### PROVIDED RECORDS
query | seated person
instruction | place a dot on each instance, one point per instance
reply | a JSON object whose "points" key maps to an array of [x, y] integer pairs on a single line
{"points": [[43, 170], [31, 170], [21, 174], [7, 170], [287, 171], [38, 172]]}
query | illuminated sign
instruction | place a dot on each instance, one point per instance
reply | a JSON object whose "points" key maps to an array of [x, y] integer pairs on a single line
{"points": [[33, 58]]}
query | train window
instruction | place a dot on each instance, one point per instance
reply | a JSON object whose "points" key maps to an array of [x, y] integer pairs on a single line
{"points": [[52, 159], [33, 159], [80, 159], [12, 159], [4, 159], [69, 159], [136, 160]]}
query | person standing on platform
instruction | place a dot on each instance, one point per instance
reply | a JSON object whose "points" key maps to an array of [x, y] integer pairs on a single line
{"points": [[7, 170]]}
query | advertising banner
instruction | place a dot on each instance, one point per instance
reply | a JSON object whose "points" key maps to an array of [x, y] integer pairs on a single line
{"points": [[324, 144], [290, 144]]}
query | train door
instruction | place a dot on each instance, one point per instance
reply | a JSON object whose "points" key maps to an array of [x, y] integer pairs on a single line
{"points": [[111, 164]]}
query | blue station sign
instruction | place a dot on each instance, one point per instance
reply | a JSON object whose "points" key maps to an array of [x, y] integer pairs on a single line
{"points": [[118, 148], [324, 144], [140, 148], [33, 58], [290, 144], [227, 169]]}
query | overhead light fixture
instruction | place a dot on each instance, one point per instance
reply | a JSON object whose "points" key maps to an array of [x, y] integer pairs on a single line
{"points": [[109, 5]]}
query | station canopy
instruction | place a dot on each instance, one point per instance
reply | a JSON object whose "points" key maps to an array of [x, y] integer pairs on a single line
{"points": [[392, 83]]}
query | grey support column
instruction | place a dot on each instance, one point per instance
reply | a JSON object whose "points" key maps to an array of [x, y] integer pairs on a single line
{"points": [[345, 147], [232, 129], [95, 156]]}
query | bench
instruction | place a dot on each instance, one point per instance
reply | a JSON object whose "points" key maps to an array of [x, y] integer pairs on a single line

### YOUR GOAL
Edit the lines above by replacing every occurrence of "place a dot" with "put a mark", keeping everything else the same.

### ANSWER IN FULL
query | seated person
instruction | put a mark on each instance, one point per instance
reply | a JSON object whose "points" key maps to an array of [x, y] integer pairs on a single line
{"points": [[43, 170], [31, 170], [21, 174], [7, 170], [287, 171], [38, 172]]}
query | illuminated sign
instruction | put a mark on each instance, one point per instance
reply | a JSON object whose "points" key maps to an array of [x, y] integer pairs on a single line
{"points": [[33, 58]]}
query | train window
instruction | put a mark on each instance, one point per instance
reply | a JSON object whose "points" key maps to an array of [x, y] integer pairs on a single line
{"points": [[52, 159], [33, 159], [80, 159], [12, 159], [4, 159], [69, 159], [136, 160]]}
query | person standing on platform
instruction | put a mark on each instance, one point per instance
reply | a JSON object whose "points" key maps to an array of [x, y] integer pairs on a single line
{"points": [[7, 170]]}
query | advertising banner
instruction | put a mark on each instance, one point per instance
reply | a JSON object whose "points" key maps to an array of [x, y] integer pairs on a single line
{"points": [[324, 144], [290, 144]]}
query | train door
instruction | put a mark on each instance, one point per instance
reply | a JSON object whose "points" key maps to an array of [x, y] integer pairs on a single line
{"points": [[111, 164]]}
query | blue station sign
instruction | put a mark on each instance, one point per instance
reply | a JSON object whose "points" key maps to an array of [x, y] integer pairs on a single line
{"points": [[118, 148], [324, 144], [140, 148], [33, 58], [290, 144], [227, 169]]}
query | overhead light fixture
instruction | put a mark on each instance, one point per instance
reply | a JSON object whose "points" key maps to an array of [x, y] integer pairs on a single line
{"points": [[109, 5]]}
query | station canopy
instruction | put a mark on each instance, one point per instance
reply | a JSON object whose "points" key maps to an array of [x, y] integer pairs on a single line
{"points": [[392, 83]]}
query | grey support column
instruction | put a mark on each instance, one point per instance
reply | a JSON object whose "points" key maps to an array of [x, y] integer pairs on a single line
{"points": [[345, 147], [232, 129], [95, 156]]}
query | bench
instruction | put a mark on each instance, one point per instance
reply | a JSON object whose "points" key maps to an array of [x, y] integer pairs on a single line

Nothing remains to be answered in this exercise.